IMAGES, (IN)VISIBILITIES, AND WORK ON APPEARANCES

Author Danishwara NATHANIEL
Director of thesis Prof. Patricia Spyer
Co-director of thesis Prof. Sheila Seshia Galvin
Summary of thesis

My project is centered on the work of cultural practitioners and activists who are positioned marginally in the Indonesian nation-state today, linked to colonial and postcolonial histories. Situated in Ternate, North Maluku region in Eastern Indonesia, they are renegotiating this marginal status through the multivariate ways they reimagine, emphasize, and remake the region's historical relevance. I especially paid close attention to how they activate memory and history; in reconstructing heritage and identity tied to the region. In the context of a decentralized, post-authoritarian public sphere in Indonesia, Ternate's cultural activists, including heritage practitioners, archivists, youth and student groups, journalists, urbanists, and artists take prominent roles in addressing or redressing marginalized histories, intervene in official narratives, and make visible what was previously excluded or repressed. When I first set out to design the research, entering into my fieldwork period, I had this question framed in mind:

 

In the age of digital technologies and, specifically in places undergoing democratic transformation, what are the ways in which image-making and place-making practices lead to socio-political transformation?

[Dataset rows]

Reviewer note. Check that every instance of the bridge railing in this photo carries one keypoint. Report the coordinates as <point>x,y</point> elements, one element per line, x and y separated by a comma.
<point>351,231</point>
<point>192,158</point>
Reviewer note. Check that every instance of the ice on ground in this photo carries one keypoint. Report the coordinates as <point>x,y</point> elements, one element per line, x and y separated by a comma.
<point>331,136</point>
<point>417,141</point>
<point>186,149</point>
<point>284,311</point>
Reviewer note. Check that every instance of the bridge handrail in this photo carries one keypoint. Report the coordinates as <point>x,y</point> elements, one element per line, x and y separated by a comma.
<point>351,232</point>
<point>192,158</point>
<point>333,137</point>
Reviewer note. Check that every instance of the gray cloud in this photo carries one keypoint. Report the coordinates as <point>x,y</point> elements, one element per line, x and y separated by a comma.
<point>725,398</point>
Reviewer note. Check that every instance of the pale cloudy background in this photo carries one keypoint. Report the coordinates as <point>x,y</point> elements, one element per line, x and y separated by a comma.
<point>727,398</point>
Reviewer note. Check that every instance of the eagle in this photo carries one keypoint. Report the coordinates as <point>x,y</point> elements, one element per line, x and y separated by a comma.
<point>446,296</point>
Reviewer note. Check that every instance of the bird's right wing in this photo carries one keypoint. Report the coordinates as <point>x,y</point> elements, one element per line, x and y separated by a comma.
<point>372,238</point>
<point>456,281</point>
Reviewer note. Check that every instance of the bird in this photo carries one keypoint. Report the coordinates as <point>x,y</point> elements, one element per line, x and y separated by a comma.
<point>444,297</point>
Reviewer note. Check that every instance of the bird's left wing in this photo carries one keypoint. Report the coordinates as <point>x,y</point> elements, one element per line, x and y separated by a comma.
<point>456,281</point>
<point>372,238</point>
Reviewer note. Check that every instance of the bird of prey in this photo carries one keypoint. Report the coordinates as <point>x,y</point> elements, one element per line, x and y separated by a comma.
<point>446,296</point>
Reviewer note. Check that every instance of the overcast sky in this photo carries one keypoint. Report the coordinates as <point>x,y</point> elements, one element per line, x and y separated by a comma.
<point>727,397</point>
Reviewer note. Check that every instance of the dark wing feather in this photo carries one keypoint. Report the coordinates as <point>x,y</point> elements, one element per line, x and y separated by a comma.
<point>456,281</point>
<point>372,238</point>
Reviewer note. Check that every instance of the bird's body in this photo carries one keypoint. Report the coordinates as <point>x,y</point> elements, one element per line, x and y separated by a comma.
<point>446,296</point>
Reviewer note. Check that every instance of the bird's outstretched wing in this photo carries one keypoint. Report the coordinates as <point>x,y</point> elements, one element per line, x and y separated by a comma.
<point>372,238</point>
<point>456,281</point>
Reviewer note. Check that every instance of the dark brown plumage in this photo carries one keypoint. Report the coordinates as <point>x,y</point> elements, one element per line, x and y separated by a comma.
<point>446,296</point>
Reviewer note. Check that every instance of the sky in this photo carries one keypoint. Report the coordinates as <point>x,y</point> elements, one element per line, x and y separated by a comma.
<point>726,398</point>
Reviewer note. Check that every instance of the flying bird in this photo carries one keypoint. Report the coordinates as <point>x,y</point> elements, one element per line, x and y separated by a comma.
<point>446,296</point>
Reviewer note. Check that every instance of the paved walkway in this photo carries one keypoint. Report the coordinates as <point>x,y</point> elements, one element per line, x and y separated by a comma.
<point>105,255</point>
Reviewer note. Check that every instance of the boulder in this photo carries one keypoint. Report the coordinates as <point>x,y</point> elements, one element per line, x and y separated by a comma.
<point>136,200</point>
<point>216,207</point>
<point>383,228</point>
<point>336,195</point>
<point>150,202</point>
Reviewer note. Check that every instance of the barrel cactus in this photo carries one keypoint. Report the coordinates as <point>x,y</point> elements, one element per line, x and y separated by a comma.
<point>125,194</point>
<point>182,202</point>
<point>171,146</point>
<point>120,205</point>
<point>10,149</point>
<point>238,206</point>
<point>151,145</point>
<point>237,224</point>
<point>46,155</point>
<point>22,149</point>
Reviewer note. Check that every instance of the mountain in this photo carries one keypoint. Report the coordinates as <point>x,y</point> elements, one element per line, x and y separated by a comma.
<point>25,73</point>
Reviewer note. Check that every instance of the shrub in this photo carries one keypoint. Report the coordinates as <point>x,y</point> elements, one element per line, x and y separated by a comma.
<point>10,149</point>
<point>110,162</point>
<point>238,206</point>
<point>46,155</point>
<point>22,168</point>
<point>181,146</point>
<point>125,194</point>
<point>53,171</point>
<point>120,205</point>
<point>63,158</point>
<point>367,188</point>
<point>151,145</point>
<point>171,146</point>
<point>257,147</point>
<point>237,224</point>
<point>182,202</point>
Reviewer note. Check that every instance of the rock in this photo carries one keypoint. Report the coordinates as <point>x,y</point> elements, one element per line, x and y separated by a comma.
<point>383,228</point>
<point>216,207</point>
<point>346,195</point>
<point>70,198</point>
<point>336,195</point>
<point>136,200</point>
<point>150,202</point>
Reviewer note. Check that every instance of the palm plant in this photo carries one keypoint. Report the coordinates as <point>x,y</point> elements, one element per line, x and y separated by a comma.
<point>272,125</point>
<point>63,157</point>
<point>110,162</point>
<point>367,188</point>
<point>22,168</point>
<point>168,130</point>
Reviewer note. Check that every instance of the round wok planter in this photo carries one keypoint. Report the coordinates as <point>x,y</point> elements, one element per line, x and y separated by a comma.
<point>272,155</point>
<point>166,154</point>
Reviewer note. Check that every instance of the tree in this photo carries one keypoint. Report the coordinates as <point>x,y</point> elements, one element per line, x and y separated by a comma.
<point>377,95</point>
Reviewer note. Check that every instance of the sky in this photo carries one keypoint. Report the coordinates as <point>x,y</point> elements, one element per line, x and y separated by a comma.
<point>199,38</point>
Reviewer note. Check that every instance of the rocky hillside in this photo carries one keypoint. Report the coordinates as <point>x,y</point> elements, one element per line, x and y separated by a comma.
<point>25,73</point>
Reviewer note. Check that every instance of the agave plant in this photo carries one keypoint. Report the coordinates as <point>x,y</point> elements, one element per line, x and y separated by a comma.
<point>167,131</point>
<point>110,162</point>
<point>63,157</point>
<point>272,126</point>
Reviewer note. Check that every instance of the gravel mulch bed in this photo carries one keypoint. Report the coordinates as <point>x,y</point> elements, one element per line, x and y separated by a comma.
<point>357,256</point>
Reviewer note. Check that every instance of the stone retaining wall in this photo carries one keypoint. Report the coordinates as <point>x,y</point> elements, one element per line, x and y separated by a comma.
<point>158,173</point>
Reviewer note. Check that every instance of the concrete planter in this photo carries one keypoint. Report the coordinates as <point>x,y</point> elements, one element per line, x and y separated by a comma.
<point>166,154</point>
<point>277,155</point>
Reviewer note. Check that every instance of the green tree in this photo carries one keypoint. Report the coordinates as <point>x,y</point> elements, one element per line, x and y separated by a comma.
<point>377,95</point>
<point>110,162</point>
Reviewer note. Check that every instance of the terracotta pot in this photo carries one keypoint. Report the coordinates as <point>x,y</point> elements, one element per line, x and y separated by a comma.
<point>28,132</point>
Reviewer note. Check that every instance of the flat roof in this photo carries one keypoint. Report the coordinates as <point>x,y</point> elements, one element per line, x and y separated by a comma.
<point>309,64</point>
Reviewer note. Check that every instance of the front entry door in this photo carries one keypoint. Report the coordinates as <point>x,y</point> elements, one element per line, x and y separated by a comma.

* YOUR GOAL
Quote the thesis summary from "In the age of" up to and including "to socio-political transformation?". The listing comes from a separate source.

* ANSWER
In the age of digital technologies and, specifically in places undergoing democratic transformation, what are the ways in which image-making and place-making practices lead to socio-political transformation?